• [Passage shown]
◇ ◇ ◇
UUID Primary Key in Rails 6 with PostgreSQL and Active Record

 
UUID in PostgreSQL ActiveRecord in Rails are presented by berries

UUID also known as GUID is an alternative primary key type for SQL databases. It offers some non-obvious advantages compared to standard integer-based keys. Rails 6 release fresh out of beta introduces a new feature in ActiveRecord that makes working with UUID primary keys more straightforward. In this tutorial, we will dive deep into UUIDs with all their cons and pros.

Advantages of using UUIDs over integers

UUID is a random string in a predefined format. Sample value looks like that:

ccbb63c0-a8cd-47b7-8445-5d85e9c80977

UUID is superior to integer-based primary keys in many ways. One caveat might be the size of database indexes, but for non-big-data tables, you shouldn’t notice the difference between integers and UUIDs.


Exposing non-public information in URLs

A primary key value is usually publicly discoverable in URLs and API network logs. In turn, everyone can roughly estimate the app’s resources, total number, and pace of growth. Do you really want to expose how many users are signing up to your service or how many products you are selling with public URLs like:

/orders/2234/checkout
/users/287/profile

This issue could be mitigated by adding slugs, but these are just duplicated unique keys with additional maintenance required.

Switching to UUID results in URLs that don’t expose any potentially confidential information:

/orders/cc7a4c8b-1a90-4287-a983-3f6e10bd88d4/checkout
/users/6b6cabb3-e37d-4dd1-ae18-a4eb893b07ae/profile

Access scoping bugs

Properly scoping access to resources in web apps with non-trivial business logic is hard. Rails makes it just too easy to ship code like:

class InvoicesController < ApplicationController
  # ...

  def show
    @invoice = Invoice.find(params.fetch(:id))
  end
end

instead of:

class InvoicesController < ApplicationController
  # ...

  def show
    @invoice = current_user.invoices.find(params.fetch(:id))
  end
end

This example might seem obvious, but in apps with multiple user roles and complex logic for who can access what, it’s not always possible to completely prevent similar mistakes.

In the above example, if invoice ID was a UUID type, it would make it impossible for an attacker to sequentially scan integer ID values looking for a security hole. This simple change makes a range of potential security bugs extremely unlikely to exploit.
◇ ◇ ◇
• [Information provided]
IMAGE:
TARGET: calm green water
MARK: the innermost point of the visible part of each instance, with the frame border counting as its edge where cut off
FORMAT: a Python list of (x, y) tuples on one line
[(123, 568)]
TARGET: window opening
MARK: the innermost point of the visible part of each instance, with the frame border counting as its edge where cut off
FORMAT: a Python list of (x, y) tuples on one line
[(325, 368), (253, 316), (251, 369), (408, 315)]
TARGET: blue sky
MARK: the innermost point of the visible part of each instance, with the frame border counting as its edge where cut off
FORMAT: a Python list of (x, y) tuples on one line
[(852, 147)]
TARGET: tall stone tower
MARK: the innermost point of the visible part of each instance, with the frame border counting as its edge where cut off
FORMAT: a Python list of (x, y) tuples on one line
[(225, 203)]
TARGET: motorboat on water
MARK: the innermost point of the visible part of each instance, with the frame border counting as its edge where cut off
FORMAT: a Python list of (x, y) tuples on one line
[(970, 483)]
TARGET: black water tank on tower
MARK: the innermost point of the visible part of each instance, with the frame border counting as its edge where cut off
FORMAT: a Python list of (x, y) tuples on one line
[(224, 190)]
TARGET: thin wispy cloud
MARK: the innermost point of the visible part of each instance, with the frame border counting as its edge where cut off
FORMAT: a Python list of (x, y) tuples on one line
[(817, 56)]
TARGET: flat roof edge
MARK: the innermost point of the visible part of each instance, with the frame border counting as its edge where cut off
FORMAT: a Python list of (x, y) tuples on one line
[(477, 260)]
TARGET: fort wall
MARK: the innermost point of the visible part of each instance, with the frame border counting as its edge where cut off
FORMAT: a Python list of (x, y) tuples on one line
◇ ◇ ◇
• [Task set]
(a) In the UUID tutorial, condense the paragraph that begins "A primary key value is usually publicly discoverable" into a shorter version that keeps its main facts.
(b) In the UUID tutorial, substitute "auto-incrementing integer keys" for "integer-based keys" in the part that opens with the words containing "UUID also known" and closes with "cons and pros.".
(c) Proceed with the UUID tutorial from the point where it stops.

• [Per-task outputs]
(a) Primary key values often appear in URLs and API network logs. Anyone can use them to roughly estimate an app's resources, their total number, and how fast they grow, such as how many users are signing up or how many products are being sold.

(b)
UUID also known as GUID is an alternative primary key type for SQL databases. It offers some non-obvious advantages compared to standard auto-incrementing integer keys. Rails 6 release fresh out of beta introduces a new feature in ActiveRecord that makes working with UUID primary keys more straightforward. In this tutorial, we will dive deep into UUIDs with all their cons and pros.

(c)
By no means, I claim that using UUID releases you from the necessity to scope access to resources in your web app. Still, it might save you in case a similar security loophole was discovered in your project.

Frontend “independence”

UUID primary keys allow frontend applications to independently generate new objects, together with IDs, without talking to the backend. A unique ID can be created using the JavaScript code, and the chances of collision with already existing objects are negligible.

This approach opens up a whole array of possibilities for frontend developers, e.g., to batch create objects together with their associations without the overhead of API calls.

How to start using UUID in Ruby on Rails apps

You can generate UUID with Ruby by running:

require "securerandom"

SecureRandom.uuid => "b436517a-e294-4211-8312-8576933f2db1"

To enable UUID in PostgreSQL, you need to create the following migration:

class EnableUUID < ActiveRecord::Migration
  def change
    enable_extension 'pgcrypto'
  end
end

Don’t forget to run it:

rake db:migrate

You can now configure new tables to use UUID for their primary keys:

class CreateUsers < ActiveRecord::Migration
  def change
    create_table :users, id: :uuid  do |t|
      t.string :name
      t.timestamps
    end
  end
end

Remember to set correct foreign key data type on relation models. For this sample case:

app/models/user.rb

class User < ApplicationRecord
  has_many :comments
end

app/models/comments.rb

class Comment < ApplicationRecord
  belongs_to :user
end

Migration creating comments should look like that:

class CreateComments < ActiveRecord::Migration
  def change
    create_table :comments, id: :uuid  do |t|
      t.string :content
      t.uuid :user_id
      t.timestamps
    end

    add_index :comments, :user_id
  end
end

If you want all your future models to use UUID for primary keys by default you need to add the following file:

config/initializers/generators.rb

Rails.application.config.generators do |g|
  g.orm :active_record, primary_key_type: :uuid
end

How to migrate a table from integer to UUID primary key?

Changing the primary key type in the table is not straightforward. You need to start by running a similar migration, that will create a new uuid column. Then rename the old id column to integer_id, unset it as the primary key in favor of the new uuid column after renaming it to id.

class AddUUIDToUsers < ActiveRecord::Migration
  def up
    add_column :users, :uuid, :uuid, default: "gen_random_uuid()", null: false
    rename_column :users, :id, :integer_id
    rename_column :users, :uuid, :id
    execute "ALTER TABLE users drop constraint users_pkey;"
    execute "ALTER TABLE users ADD PRIMARY KEY (id);"

    # Optionally you remove auto-incremented
    # default value for integer_id column
    execute "ALTER TABLE ONLY users ALTER COLUMN integer_id DROP DEFAULT;"
    change_column_null :users, :integer_id, true
    execute "DROP SEQUENCE IF EXISTS users_id_seq"
  end

  def down
    raise ActiveRecord::IrreversibleMigration
  end

I will not go into details on how to migrate associations because it will differ for every use case. You need to follow the similar steps of adding a new GUID type column and based on the value from old integer foreign key, you must assign correct UUID keys.

GUID implicit coercion

One surprising feature of ActiveRecord is how it treats invalid UUID values. Consider the following code snippet:

User.find_by!(id: 'not-an-uuid')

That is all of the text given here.